BEGIN Records for the exercise
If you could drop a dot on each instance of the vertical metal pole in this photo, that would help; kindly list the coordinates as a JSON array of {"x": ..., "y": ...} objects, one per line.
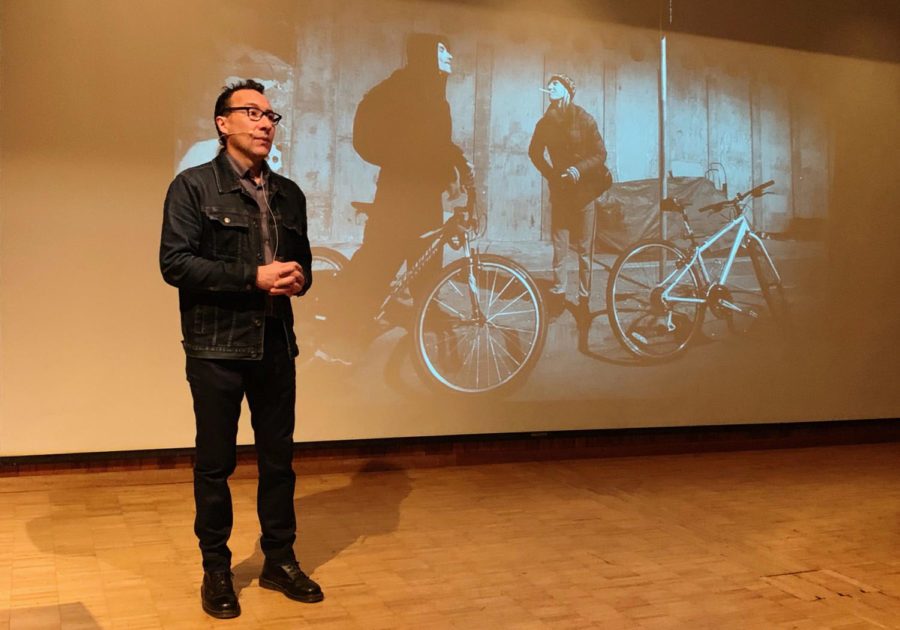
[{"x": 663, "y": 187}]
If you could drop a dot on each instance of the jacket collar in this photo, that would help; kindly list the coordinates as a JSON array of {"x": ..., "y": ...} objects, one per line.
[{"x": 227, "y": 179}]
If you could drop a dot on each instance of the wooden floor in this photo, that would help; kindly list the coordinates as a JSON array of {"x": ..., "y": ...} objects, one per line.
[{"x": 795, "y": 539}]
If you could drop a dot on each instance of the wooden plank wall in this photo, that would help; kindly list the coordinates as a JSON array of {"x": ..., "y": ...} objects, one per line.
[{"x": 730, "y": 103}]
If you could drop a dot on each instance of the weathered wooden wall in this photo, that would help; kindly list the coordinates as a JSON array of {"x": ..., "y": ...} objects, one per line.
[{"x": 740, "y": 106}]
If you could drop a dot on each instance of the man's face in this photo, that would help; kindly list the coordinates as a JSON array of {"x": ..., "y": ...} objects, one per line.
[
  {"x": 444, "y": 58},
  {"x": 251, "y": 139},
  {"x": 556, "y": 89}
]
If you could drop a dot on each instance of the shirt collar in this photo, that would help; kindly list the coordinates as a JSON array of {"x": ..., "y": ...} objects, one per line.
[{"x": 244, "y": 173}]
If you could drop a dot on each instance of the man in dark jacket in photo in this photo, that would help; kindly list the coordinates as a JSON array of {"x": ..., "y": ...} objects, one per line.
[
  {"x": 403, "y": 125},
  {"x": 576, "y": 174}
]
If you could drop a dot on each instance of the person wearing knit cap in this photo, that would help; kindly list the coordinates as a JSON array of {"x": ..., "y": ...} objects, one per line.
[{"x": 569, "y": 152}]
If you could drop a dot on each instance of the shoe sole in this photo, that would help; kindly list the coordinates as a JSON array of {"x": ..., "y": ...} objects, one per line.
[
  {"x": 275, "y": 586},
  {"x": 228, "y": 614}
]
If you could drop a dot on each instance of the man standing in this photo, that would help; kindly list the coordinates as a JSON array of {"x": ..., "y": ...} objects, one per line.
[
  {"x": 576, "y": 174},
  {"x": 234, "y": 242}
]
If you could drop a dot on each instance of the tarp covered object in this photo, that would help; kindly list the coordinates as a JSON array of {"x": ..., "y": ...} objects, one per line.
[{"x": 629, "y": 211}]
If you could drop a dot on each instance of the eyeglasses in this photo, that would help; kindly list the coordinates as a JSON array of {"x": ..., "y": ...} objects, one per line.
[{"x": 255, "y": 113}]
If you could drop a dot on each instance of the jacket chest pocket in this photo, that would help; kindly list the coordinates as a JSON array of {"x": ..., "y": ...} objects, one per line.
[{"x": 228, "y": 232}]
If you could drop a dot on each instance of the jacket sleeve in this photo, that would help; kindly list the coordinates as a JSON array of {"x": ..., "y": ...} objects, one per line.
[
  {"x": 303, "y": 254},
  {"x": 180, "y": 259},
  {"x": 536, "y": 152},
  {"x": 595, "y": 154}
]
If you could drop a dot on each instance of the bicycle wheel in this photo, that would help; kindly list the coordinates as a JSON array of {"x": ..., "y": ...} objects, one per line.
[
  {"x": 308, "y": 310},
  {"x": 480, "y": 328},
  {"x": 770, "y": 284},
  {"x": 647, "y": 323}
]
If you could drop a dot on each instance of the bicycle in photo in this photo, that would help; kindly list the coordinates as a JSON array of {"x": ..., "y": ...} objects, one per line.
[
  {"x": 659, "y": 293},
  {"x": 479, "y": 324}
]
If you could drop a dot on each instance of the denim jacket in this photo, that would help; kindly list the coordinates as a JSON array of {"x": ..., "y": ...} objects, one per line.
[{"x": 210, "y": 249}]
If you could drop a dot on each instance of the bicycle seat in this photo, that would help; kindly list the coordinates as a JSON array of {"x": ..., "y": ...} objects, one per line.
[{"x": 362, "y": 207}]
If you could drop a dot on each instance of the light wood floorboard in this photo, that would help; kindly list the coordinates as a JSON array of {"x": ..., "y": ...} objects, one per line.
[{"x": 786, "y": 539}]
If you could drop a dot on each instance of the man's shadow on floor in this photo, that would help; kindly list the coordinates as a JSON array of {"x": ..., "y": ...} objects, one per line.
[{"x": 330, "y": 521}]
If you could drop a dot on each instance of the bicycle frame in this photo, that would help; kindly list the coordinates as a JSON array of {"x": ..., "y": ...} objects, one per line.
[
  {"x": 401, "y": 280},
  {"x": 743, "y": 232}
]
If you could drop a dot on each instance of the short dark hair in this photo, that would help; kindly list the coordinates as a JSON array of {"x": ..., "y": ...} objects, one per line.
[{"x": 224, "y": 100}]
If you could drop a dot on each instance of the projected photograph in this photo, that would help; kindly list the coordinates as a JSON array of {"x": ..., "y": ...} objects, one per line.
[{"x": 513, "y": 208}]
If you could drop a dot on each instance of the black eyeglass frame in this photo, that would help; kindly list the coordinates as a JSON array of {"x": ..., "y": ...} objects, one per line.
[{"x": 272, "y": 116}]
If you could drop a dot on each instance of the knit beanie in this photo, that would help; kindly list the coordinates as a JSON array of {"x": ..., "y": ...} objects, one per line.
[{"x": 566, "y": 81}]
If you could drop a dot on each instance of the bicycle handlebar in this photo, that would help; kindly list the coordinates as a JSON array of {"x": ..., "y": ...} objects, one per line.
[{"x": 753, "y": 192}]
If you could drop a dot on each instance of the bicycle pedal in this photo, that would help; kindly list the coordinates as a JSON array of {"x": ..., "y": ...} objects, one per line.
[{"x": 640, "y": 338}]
END Records for the exercise
BEGIN Records for the exercise
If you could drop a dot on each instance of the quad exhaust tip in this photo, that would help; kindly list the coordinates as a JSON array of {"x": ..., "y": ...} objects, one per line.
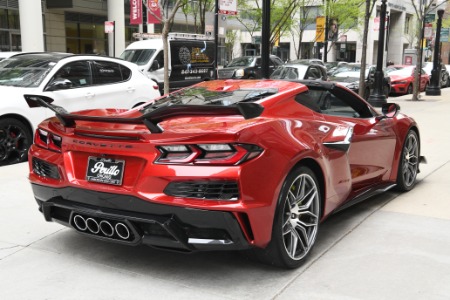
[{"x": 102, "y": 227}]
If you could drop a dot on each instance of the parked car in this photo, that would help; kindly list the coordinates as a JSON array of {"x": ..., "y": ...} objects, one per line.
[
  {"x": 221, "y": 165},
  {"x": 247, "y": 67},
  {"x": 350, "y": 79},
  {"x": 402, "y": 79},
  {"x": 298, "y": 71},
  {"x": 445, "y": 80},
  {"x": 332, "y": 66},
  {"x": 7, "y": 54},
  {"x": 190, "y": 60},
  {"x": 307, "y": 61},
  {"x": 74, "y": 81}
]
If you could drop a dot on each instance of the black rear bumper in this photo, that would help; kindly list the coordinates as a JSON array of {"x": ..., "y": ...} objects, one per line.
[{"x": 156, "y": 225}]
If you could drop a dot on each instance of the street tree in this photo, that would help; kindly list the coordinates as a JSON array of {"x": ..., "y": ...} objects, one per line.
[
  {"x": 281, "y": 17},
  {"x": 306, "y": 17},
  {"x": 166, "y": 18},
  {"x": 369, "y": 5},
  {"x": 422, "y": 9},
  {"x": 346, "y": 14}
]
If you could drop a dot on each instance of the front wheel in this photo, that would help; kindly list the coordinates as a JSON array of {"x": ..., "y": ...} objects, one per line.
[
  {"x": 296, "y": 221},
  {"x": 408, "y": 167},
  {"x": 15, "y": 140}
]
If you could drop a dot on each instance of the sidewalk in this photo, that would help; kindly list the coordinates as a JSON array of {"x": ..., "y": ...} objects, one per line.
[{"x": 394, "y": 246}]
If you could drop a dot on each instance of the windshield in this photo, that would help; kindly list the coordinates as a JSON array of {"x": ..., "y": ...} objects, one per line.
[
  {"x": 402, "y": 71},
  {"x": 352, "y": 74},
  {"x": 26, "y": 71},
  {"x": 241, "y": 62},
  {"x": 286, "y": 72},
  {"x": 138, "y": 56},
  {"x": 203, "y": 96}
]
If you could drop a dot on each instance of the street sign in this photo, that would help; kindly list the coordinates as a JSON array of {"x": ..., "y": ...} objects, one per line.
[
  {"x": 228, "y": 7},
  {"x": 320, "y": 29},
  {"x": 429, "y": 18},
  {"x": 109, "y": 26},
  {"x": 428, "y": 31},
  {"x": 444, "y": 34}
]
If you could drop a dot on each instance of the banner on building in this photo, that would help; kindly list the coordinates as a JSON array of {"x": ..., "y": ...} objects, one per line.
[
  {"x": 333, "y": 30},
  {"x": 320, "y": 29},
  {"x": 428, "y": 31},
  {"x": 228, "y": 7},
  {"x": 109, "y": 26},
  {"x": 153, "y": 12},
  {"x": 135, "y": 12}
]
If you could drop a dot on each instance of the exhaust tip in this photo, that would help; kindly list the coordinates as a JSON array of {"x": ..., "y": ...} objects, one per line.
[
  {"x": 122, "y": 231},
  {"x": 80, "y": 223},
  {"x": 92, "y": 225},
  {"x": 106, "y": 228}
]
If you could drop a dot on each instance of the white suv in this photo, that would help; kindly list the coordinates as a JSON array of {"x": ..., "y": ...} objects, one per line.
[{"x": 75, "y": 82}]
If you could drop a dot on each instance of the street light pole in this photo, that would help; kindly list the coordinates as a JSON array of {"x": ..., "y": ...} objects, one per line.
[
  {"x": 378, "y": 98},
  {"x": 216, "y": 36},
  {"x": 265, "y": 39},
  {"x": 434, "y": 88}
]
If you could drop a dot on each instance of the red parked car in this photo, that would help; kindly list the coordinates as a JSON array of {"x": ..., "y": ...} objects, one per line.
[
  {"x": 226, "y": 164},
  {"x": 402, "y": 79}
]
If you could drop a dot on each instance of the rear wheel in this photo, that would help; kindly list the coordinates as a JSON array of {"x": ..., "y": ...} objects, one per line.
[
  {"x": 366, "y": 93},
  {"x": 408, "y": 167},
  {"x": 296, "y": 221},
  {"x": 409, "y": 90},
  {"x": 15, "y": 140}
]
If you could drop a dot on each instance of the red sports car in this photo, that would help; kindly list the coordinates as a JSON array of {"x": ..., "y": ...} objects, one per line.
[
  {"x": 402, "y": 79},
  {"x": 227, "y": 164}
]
END Records for the exercise
BEGIN Records for the exercise
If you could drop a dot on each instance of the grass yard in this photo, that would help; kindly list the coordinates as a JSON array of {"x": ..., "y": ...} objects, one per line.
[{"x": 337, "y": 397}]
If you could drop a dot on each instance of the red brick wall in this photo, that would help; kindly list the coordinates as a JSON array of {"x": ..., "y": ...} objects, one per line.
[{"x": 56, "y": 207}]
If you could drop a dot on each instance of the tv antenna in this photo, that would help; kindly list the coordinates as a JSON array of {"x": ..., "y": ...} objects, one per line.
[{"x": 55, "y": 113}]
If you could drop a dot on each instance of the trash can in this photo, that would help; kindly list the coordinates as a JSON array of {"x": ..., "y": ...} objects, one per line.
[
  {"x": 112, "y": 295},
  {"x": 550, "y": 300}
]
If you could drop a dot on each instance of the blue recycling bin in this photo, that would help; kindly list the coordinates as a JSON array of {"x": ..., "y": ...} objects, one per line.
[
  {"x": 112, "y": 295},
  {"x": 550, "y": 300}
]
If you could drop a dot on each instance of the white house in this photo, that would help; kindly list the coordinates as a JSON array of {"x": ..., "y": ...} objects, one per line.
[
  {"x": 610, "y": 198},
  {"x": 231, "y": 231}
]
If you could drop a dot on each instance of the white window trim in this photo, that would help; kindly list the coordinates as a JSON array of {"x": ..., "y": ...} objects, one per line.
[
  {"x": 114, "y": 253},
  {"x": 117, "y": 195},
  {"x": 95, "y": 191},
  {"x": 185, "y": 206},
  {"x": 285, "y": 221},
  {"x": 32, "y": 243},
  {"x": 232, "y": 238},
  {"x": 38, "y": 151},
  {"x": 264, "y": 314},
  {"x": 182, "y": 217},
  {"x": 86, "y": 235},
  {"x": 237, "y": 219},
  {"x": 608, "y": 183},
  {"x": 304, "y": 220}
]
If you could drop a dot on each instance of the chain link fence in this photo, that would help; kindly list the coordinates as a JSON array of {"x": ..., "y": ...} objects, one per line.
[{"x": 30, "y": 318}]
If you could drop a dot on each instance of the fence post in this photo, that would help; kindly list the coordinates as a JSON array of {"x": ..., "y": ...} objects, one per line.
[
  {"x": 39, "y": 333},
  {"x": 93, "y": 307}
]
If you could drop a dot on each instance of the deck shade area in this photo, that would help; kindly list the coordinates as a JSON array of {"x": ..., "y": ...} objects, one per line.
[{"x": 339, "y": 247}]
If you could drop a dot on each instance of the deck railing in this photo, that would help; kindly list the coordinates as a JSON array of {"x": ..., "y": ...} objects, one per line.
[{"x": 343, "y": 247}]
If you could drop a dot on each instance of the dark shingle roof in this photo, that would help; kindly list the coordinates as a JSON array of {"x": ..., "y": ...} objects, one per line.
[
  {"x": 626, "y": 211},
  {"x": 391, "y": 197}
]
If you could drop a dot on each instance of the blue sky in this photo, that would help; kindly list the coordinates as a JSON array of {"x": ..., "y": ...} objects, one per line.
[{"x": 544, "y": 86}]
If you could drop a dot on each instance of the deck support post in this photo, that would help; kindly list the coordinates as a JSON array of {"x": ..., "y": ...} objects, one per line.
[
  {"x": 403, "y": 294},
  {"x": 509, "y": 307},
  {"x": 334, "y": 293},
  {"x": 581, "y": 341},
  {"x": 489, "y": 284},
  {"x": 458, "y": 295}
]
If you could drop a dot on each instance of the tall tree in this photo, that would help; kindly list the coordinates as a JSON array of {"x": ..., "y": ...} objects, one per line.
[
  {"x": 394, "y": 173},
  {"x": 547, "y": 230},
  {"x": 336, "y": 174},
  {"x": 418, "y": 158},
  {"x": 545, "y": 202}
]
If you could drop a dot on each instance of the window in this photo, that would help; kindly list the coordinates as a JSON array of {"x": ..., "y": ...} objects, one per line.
END Records for the exercise
## Problem statement
Which lines in the records above contain the word "photograph"? Gather every one of them and copy each line out in full.

## Written reply
If you could drop a dot on each instance of the projected photograph in this photo, that would help; kindly list the coordinates as a JSON array of {"x": ..., "y": ...} objects, one per line.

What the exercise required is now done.